(Input for this task begins)

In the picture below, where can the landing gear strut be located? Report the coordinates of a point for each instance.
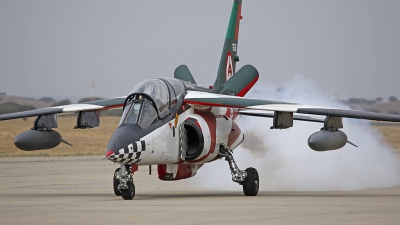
(248, 178)
(123, 183)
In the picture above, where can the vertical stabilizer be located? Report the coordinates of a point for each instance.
(229, 55)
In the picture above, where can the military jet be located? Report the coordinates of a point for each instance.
(179, 126)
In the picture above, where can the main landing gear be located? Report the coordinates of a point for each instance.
(248, 178)
(123, 183)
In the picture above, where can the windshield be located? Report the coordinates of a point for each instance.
(157, 90)
(140, 111)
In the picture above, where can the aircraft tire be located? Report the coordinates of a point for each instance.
(116, 183)
(129, 193)
(251, 183)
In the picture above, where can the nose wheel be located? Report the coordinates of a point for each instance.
(123, 183)
(248, 178)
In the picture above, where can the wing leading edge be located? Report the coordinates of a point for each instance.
(104, 104)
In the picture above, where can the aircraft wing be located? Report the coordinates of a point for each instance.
(218, 100)
(269, 114)
(104, 104)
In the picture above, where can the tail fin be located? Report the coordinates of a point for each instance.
(229, 56)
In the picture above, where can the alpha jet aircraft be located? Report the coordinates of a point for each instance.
(179, 126)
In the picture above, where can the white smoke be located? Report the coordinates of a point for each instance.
(286, 163)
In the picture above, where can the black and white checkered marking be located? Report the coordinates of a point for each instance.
(130, 154)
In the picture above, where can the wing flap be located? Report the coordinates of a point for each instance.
(258, 113)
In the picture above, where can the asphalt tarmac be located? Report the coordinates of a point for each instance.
(78, 190)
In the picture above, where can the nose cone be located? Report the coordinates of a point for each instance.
(125, 144)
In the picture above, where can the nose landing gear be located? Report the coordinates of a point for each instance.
(123, 183)
(248, 178)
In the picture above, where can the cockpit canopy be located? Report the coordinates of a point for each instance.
(151, 99)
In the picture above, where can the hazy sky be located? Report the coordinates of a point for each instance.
(57, 48)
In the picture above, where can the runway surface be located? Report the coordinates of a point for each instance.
(78, 190)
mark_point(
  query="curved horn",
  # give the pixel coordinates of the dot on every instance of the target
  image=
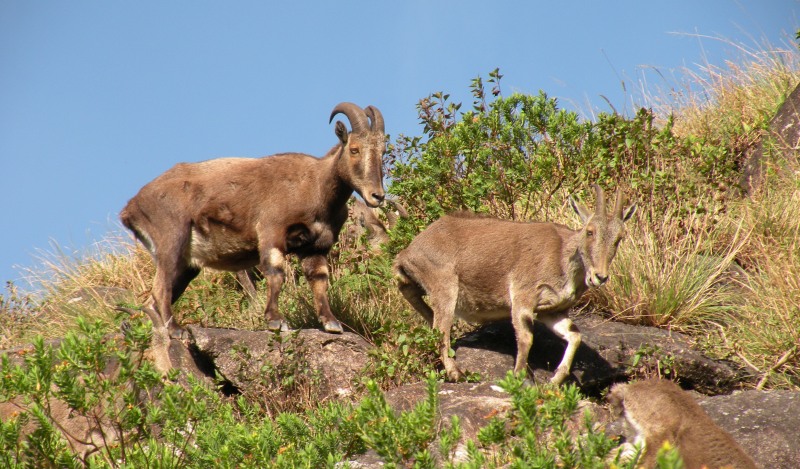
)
(356, 116)
(600, 207)
(619, 204)
(376, 118)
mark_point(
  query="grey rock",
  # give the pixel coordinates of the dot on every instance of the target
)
(241, 357)
(783, 134)
(604, 357)
(764, 423)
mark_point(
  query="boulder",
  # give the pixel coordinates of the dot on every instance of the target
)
(783, 134)
(605, 356)
(245, 358)
(764, 423)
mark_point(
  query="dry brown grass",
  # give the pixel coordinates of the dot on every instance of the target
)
(764, 332)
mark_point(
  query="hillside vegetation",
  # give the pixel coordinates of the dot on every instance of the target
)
(701, 257)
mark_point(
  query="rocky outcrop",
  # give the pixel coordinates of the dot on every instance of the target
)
(764, 423)
(782, 136)
(246, 358)
(606, 355)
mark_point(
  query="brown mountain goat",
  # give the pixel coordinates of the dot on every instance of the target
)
(485, 269)
(235, 213)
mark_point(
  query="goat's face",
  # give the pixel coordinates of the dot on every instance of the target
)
(363, 148)
(365, 161)
(601, 234)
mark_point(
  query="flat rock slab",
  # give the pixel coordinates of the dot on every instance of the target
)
(605, 355)
(765, 423)
(474, 403)
(244, 358)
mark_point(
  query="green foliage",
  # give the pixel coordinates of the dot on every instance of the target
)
(518, 157)
(538, 420)
(403, 353)
(400, 439)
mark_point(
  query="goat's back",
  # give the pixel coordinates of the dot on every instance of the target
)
(485, 257)
(232, 192)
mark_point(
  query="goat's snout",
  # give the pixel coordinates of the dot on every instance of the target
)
(375, 199)
(596, 278)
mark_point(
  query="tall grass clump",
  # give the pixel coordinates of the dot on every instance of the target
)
(764, 332)
(67, 285)
(678, 274)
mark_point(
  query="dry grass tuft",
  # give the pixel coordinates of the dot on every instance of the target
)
(669, 275)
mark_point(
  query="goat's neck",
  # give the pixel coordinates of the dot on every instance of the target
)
(573, 282)
(336, 190)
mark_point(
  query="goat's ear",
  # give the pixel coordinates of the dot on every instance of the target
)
(341, 131)
(628, 212)
(580, 209)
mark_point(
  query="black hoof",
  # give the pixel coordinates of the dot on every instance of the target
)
(334, 327)
(178, 333)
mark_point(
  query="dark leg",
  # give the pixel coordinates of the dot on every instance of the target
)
(413, 293)
(315, 268)
(272, 261)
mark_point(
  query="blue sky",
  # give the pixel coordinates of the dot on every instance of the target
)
(98, 98)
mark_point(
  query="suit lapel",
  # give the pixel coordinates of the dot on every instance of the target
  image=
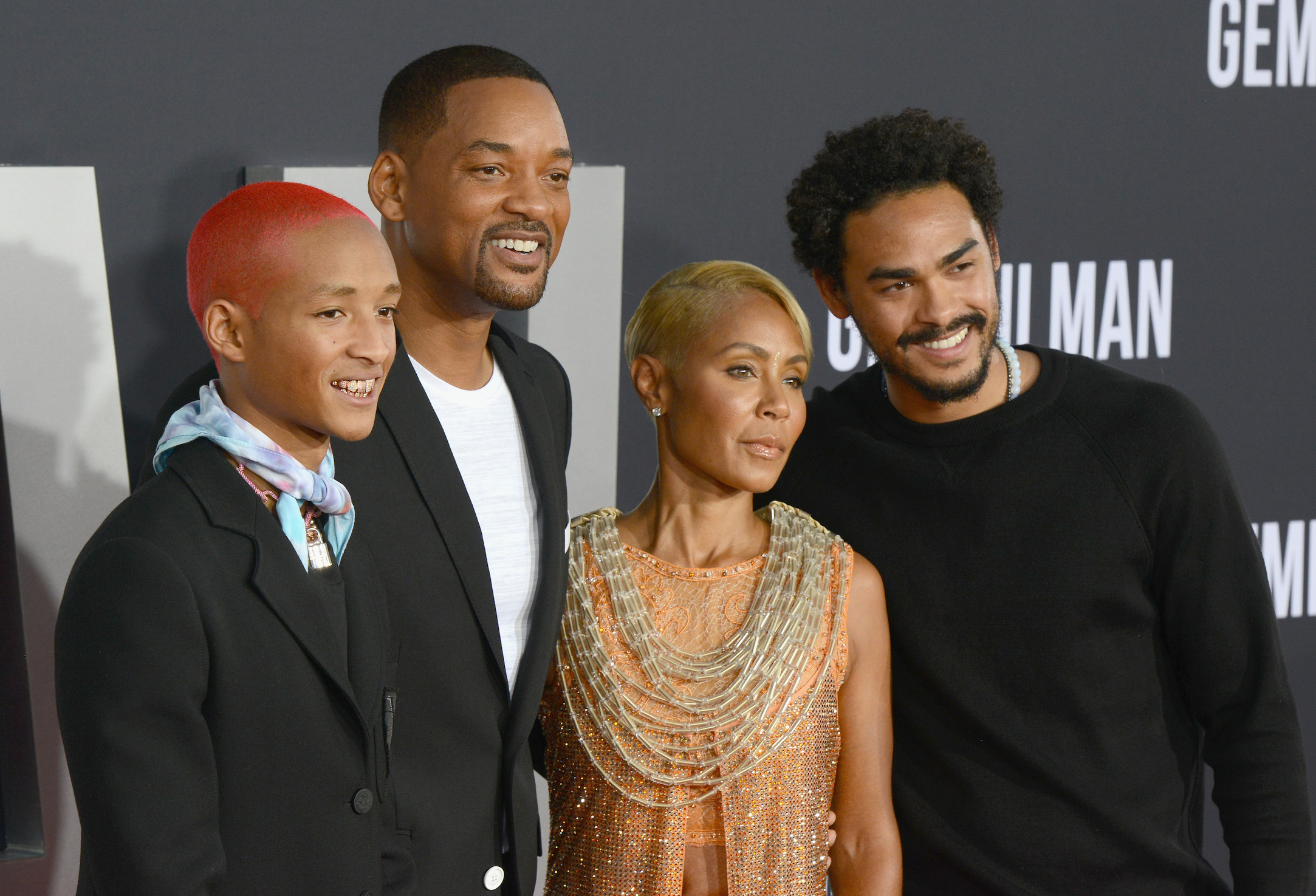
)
(278, 575)
(410, 416)
(366, 627)
(286, 587)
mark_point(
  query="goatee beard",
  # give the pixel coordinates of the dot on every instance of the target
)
(501, 295)
(941, 392)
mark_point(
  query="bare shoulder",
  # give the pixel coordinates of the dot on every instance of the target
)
(866, 607)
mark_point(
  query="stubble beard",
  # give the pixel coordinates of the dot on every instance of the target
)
(936, 391)
(504, 296)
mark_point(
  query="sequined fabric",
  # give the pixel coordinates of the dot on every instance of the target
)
(772, 820)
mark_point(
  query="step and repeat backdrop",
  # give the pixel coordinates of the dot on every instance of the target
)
(1159, 162)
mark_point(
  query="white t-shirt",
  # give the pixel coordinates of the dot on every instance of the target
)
(485, 434)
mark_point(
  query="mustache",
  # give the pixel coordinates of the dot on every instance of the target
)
(931, 333)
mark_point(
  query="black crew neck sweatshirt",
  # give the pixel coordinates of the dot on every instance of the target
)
(1080, 617)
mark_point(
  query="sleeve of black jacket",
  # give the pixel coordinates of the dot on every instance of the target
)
(1219, 624)
(131, 678)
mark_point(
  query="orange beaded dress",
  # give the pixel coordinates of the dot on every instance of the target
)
(635, 775)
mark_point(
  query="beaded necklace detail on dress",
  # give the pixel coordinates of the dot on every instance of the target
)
(696, 719)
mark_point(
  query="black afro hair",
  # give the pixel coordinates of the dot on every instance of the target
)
(885, 157)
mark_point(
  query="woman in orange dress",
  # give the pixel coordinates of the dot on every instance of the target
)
(723, 677)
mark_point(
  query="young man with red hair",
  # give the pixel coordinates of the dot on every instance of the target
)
(462, 486)
(220, 653)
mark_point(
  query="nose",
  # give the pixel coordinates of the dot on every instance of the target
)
(528, 197)
(939, 304)
(773, 403)
(371, 340)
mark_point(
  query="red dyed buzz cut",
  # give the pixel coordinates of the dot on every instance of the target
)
(237, 247)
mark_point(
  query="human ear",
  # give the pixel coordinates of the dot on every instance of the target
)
(224, 327)
(994, 249)
(386, 186)
(832, 295)
(648, 375)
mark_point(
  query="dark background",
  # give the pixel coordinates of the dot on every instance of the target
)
(1111, 144)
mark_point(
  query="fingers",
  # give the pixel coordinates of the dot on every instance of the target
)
(831, 836)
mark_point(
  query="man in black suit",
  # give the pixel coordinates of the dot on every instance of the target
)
(221, 660)
(462, 485)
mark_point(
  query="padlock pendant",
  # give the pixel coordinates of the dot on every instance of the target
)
(318, 552)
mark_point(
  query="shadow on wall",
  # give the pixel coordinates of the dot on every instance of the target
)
(61, 491)
(149, 292)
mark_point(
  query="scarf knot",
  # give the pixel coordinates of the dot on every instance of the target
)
(208, 417)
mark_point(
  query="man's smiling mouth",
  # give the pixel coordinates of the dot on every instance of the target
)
(524, 247)
(949, 343)
(357, 389)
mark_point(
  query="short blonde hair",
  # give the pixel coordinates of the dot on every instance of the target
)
(684, 303)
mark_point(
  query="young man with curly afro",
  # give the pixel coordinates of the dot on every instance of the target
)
(1080, 612)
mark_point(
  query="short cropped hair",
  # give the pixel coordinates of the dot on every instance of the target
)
(415, 103)
(885, 157)
(236, 248)
(684, 303)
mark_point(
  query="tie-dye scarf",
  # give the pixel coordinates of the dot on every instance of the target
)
(208, 417)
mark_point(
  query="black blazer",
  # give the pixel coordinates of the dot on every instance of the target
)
(460, 751)
(220, 737)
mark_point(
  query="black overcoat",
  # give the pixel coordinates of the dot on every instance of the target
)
(220, 737)
(460, 751)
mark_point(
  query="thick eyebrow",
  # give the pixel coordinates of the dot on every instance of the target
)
(331, 291)
(950, 258)
(747, 346)
(906, 273)
(490, 146)
(335, 291)
(487, 146)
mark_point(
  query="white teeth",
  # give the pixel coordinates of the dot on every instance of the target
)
(950, 343)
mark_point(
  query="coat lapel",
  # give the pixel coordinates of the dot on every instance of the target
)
(406, 411)
(278, 575)
(366, 628)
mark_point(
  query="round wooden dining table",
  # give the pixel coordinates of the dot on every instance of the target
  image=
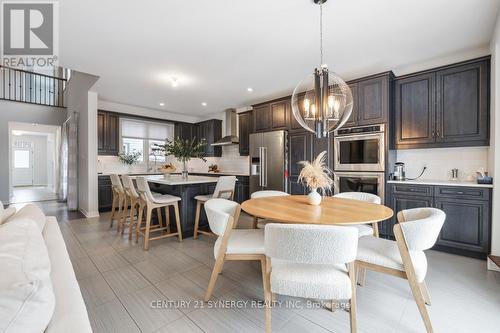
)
(295, 209)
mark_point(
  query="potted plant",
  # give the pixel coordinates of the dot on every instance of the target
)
(129, 158)
(316, 175)
(183, 150)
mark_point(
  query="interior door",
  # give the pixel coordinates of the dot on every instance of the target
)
(23, 167)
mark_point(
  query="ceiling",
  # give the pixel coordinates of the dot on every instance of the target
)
(217, 49)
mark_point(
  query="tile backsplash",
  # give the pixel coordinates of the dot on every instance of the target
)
(230, 161)
(440, 161)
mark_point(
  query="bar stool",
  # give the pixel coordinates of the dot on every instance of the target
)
(150, 201)
(224, 189)
(118, 205)
(132, 201)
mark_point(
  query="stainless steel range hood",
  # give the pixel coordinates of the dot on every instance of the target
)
(231, 137)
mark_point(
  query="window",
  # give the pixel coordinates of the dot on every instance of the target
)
(22, 159)
(141, 136)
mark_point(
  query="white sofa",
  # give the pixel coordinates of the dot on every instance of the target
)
(70, 313)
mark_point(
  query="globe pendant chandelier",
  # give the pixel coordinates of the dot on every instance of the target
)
(322, 101)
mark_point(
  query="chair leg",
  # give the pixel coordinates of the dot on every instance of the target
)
(167, 218)
(352, 302)
(255, 222)
(148, 228)
(131, 224)
(197, 219)
(213, 278)
(361, 276)
(425, 293)
(124, 215)
(419, 299)
(268, 295)
(178, 221)
(139, 223)
(160, 217)
(113, 211)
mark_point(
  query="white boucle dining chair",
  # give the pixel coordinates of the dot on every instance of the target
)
(118, 205)
(224, 189)
(416, 231)
(264, 194)
(231, 244)
(311, 261)
(150, 201)
(363, 229)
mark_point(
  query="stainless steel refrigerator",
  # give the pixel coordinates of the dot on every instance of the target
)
(268, 161)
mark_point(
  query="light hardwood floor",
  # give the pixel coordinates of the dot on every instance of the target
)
(120, 281)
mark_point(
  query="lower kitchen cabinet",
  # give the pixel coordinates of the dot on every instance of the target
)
(104, 193)
(467, 228)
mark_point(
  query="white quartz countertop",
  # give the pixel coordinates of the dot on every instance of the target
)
(440, 182)
(177, 180)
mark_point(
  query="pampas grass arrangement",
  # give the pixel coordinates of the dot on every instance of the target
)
(316, 174)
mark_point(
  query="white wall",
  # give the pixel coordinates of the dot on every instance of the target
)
(440, 161)
(495, 140)
(21, 112)
(145, 112)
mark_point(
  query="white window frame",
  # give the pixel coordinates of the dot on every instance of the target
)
(146, 141)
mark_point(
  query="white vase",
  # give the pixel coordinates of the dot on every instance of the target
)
(314, 198)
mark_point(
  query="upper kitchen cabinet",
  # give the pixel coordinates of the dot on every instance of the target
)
(371, 100)
(245, 127)
(211, 130)
(107, 133)
(279, 114)
(462, 110)
(415, 110)
(262, 118)
(445, 107)
(185, 131)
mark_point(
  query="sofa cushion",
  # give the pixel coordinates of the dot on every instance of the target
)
(26, 296)
(32, 212)
(70, 314)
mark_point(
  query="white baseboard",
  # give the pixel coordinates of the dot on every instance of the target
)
(89, 214)
(492, 266)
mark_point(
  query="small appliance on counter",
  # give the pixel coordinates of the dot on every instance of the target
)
(399, 171)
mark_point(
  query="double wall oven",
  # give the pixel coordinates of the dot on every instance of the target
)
(359, 160)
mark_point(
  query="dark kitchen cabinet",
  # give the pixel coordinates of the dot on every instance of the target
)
(467, 227)
(245, 127)
(371, 100)
(353, 119)
(104, 193)
(463, 104)
(107, 133)
(262, 118)
(415, 110)
(279, 115)
(211, 131)
(185, 131)
(444, 107)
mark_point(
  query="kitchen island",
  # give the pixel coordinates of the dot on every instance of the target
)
(186, 189)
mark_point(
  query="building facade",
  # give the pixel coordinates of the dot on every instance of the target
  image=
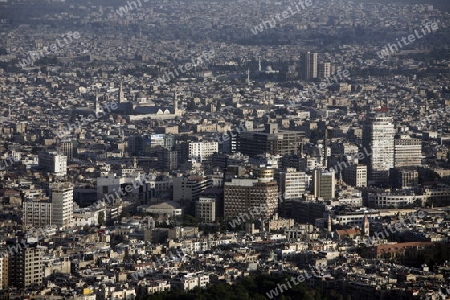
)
(62, 204)
(378, 136)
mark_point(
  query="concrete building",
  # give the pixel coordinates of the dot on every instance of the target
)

(Input for this task ends)

Task instructions → Which lines of the records above hold the word "dark"? Copy each of them.

Exercise result →
  query="dark leg",
  query="dark background",
  query="dark kitchen cabinet",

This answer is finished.